Short task
Starting with the line containing "Trace the outline of every instance of the performer's" and going on through the end of the items, write those lines as a JSON list of strings, one string per line, leaving out blank lines.

Excerpted records
►

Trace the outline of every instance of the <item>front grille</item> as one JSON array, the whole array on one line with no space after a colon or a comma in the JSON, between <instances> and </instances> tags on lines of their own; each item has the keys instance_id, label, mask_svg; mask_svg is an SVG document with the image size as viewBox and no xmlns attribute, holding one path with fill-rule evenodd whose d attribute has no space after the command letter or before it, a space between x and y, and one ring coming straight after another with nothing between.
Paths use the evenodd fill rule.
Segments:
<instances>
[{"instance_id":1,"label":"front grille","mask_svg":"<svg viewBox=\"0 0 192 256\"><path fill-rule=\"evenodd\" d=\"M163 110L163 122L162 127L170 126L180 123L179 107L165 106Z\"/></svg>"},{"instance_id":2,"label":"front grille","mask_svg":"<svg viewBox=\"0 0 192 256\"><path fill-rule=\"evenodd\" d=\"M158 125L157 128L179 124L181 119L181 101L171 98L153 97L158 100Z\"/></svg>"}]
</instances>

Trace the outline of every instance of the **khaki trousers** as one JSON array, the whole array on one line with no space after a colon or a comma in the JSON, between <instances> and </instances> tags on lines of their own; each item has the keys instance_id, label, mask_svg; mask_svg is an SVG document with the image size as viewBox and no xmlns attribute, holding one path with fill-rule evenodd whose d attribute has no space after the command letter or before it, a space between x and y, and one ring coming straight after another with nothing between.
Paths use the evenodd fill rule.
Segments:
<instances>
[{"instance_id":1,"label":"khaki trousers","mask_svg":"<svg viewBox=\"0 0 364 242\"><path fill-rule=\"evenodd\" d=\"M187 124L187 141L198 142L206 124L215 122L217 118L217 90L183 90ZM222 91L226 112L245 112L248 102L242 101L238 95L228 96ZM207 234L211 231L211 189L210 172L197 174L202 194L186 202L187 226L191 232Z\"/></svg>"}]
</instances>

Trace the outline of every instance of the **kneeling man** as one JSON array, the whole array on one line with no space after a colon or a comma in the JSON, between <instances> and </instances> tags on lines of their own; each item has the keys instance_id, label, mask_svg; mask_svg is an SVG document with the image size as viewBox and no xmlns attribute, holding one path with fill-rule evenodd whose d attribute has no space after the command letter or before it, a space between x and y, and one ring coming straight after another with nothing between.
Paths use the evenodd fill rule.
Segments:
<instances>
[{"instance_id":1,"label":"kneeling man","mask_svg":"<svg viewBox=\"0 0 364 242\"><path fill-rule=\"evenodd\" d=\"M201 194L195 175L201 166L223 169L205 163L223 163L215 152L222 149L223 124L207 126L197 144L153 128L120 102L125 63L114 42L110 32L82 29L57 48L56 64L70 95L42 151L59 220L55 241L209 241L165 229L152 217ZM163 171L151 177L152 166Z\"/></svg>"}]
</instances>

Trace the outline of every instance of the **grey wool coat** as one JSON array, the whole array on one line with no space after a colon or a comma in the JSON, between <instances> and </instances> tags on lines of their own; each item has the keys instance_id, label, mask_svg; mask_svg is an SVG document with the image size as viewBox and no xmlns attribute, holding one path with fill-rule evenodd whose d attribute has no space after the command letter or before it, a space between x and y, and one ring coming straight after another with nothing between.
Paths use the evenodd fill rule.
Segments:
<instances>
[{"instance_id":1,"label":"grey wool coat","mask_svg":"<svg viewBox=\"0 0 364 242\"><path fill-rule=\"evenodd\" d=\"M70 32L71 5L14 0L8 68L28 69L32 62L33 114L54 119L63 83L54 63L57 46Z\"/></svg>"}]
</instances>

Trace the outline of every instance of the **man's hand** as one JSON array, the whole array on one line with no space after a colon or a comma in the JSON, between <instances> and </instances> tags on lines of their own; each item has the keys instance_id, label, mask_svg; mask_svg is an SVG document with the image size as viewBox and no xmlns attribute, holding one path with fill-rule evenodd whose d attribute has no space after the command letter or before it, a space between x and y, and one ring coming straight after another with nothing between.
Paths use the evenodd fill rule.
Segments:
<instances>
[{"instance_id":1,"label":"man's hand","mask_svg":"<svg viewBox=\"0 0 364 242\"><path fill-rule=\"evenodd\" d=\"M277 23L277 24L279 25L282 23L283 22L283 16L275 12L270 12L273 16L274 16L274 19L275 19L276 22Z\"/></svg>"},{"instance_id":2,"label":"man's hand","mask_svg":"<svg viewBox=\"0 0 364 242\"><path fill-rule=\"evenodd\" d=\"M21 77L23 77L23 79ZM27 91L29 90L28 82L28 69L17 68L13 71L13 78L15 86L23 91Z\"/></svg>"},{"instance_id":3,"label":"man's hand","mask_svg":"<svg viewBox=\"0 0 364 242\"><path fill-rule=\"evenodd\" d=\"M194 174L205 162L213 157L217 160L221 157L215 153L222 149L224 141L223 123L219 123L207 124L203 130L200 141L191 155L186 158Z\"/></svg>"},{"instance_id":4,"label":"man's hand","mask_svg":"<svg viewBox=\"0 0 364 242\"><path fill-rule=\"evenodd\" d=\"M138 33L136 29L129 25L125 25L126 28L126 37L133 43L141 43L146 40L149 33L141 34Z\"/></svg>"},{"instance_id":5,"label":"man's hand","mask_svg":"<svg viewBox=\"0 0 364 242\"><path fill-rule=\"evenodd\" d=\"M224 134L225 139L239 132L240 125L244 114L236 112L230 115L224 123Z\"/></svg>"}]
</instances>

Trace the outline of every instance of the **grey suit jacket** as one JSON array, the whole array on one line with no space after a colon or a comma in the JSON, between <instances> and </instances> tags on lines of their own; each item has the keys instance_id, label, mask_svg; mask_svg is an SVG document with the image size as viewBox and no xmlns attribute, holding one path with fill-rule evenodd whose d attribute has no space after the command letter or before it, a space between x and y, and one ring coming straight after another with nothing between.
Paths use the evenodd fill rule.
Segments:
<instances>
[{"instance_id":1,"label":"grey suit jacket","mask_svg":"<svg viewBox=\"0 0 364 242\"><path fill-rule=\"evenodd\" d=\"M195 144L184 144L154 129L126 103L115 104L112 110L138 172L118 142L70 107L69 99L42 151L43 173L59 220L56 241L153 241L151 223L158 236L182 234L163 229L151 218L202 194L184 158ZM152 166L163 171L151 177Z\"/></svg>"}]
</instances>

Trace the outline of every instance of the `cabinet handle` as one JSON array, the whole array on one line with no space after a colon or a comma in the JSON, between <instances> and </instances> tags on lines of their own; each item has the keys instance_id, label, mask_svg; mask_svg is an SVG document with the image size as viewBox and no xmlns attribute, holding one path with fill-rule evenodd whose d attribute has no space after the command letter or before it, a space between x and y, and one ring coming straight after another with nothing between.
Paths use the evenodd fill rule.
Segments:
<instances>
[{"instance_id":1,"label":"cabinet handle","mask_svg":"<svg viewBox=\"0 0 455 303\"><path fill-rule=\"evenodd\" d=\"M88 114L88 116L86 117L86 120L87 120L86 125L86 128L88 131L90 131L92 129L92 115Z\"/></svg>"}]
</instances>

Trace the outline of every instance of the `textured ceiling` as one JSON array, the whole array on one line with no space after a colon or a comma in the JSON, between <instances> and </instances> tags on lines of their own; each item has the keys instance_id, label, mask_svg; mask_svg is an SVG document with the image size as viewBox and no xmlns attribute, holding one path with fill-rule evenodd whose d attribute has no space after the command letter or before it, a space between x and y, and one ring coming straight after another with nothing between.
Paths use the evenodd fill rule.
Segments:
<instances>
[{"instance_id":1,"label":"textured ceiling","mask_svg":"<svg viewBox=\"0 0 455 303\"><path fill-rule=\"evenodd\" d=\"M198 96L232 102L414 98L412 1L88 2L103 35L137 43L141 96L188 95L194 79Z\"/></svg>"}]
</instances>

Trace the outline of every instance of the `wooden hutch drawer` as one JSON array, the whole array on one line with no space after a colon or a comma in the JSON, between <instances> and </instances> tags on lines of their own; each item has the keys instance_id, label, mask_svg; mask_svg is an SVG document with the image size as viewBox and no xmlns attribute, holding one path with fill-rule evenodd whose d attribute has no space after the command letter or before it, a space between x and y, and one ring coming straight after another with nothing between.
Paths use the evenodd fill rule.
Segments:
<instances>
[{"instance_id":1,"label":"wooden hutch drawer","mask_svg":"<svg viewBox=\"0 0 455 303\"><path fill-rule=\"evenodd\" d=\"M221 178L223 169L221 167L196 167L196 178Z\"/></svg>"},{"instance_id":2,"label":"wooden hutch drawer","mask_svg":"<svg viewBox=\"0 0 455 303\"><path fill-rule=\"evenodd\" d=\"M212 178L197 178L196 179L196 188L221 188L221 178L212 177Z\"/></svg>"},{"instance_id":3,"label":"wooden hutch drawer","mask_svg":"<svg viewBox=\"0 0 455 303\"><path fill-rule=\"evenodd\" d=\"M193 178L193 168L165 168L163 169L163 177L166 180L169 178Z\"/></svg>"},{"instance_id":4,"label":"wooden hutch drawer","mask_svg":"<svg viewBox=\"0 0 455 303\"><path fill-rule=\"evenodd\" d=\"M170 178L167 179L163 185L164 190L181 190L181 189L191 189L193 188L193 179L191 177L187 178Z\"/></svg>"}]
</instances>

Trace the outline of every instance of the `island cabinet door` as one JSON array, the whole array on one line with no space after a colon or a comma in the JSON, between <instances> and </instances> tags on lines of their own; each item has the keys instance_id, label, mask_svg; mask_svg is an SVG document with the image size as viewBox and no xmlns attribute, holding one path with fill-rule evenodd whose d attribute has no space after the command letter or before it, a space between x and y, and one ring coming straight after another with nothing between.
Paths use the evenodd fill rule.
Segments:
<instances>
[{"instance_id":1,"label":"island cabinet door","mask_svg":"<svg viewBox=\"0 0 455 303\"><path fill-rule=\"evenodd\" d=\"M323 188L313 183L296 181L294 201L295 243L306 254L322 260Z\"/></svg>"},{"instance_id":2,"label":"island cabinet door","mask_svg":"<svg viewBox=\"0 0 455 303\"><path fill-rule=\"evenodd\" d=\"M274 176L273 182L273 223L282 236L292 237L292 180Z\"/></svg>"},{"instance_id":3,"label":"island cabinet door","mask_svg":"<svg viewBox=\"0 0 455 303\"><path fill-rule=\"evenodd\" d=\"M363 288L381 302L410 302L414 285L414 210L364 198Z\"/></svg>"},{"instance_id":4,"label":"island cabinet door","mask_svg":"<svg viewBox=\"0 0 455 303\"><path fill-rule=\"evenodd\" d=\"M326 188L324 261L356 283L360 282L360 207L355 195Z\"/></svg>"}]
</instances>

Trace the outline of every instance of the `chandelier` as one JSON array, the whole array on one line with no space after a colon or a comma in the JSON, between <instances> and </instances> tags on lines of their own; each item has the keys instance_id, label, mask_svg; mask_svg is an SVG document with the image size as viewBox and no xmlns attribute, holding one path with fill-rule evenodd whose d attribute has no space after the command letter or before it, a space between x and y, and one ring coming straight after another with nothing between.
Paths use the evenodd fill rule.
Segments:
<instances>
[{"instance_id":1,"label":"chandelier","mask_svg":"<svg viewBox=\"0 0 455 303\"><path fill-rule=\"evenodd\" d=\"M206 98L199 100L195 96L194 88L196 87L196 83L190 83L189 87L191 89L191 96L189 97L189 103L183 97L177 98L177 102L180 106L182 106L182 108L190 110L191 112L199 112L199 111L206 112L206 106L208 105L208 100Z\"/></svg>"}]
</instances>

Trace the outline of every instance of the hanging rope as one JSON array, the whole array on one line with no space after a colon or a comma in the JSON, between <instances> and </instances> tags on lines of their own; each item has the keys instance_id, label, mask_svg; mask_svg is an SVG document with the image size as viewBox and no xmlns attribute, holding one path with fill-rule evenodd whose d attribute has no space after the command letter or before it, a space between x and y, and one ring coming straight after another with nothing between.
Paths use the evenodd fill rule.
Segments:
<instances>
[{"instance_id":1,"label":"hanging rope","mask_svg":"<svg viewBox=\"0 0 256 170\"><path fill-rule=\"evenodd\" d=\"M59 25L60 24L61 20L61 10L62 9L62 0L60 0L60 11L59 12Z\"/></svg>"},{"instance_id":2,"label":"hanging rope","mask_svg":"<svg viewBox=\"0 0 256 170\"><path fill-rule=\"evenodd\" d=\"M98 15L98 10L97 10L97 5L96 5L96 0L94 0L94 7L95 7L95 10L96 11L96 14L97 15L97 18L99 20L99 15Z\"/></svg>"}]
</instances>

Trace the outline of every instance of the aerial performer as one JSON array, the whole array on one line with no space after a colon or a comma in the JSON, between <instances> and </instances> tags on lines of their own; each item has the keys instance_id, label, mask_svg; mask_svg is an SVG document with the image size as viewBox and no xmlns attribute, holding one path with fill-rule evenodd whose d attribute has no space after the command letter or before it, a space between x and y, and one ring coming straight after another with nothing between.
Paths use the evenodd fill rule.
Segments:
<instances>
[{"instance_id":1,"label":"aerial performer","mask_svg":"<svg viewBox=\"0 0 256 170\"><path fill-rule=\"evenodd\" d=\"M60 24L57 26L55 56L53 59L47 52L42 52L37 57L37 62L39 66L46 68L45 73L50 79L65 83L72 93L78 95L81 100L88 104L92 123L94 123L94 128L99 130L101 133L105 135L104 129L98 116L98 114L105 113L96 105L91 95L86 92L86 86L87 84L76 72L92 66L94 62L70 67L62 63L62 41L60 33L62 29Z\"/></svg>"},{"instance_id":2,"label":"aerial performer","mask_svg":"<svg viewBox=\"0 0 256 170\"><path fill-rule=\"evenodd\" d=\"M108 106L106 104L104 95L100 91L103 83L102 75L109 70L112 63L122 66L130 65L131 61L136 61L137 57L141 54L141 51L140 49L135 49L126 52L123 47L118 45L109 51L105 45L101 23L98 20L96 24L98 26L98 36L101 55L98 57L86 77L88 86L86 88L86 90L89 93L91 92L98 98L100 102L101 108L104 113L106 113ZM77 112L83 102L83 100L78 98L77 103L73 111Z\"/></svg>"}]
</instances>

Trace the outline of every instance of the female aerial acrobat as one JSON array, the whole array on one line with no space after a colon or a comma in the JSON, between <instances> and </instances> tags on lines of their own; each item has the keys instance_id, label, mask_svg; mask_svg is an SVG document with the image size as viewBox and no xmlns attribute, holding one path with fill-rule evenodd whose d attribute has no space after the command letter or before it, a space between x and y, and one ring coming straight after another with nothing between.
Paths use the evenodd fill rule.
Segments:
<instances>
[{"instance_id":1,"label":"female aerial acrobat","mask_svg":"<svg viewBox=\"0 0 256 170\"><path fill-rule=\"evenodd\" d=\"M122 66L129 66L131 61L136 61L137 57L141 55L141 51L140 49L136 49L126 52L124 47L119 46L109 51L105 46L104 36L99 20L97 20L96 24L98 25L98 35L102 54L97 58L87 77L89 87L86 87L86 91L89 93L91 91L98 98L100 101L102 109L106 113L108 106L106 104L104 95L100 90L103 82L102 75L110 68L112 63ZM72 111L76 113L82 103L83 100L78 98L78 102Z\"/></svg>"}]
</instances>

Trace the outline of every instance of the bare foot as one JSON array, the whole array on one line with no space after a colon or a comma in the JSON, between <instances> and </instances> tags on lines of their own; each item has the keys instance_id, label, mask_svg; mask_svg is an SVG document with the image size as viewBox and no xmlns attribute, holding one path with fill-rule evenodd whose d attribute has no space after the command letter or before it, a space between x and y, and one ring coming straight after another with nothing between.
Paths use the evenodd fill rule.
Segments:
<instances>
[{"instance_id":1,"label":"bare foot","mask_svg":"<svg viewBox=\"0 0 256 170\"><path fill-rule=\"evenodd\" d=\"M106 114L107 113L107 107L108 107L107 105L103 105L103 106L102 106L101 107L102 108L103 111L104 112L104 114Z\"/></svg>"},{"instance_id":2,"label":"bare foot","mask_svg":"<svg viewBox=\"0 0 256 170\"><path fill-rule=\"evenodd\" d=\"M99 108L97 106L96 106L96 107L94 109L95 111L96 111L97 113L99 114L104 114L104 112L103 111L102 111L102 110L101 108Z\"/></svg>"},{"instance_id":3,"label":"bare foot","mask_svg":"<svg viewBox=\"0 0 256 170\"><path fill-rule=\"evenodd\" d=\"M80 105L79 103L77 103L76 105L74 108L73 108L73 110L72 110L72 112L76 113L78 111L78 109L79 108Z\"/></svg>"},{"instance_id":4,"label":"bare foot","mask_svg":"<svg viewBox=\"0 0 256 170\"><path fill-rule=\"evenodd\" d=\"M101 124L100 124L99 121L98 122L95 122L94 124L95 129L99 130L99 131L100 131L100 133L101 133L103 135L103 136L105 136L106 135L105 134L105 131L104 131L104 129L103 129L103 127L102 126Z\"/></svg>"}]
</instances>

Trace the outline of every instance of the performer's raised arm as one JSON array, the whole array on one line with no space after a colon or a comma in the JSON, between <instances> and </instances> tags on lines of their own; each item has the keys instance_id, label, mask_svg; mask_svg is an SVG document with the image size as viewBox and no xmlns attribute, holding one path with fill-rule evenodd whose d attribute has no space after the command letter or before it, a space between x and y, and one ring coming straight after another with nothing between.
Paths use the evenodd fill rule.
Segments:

◄

Worked solution
[
  "Trace the outline of every instance of the performer's raised arm as one JSON array, the whole array on one line with no space after a colon or a comma in the JSON, between <instances> and </instances> tags on lines of their own; each item has the keys instance_id, label, mask_svg; mask_svg is an SVG document with the image size as viewBox and no xmlns attribute, holding one path with fill-rule evenodd whose d attribute has no space after the command letter or before it, a space between x and y, and one ring coming straight after another with nothing between.",
  "Paths use the evenodd fill rule.",
  "Segments:"
]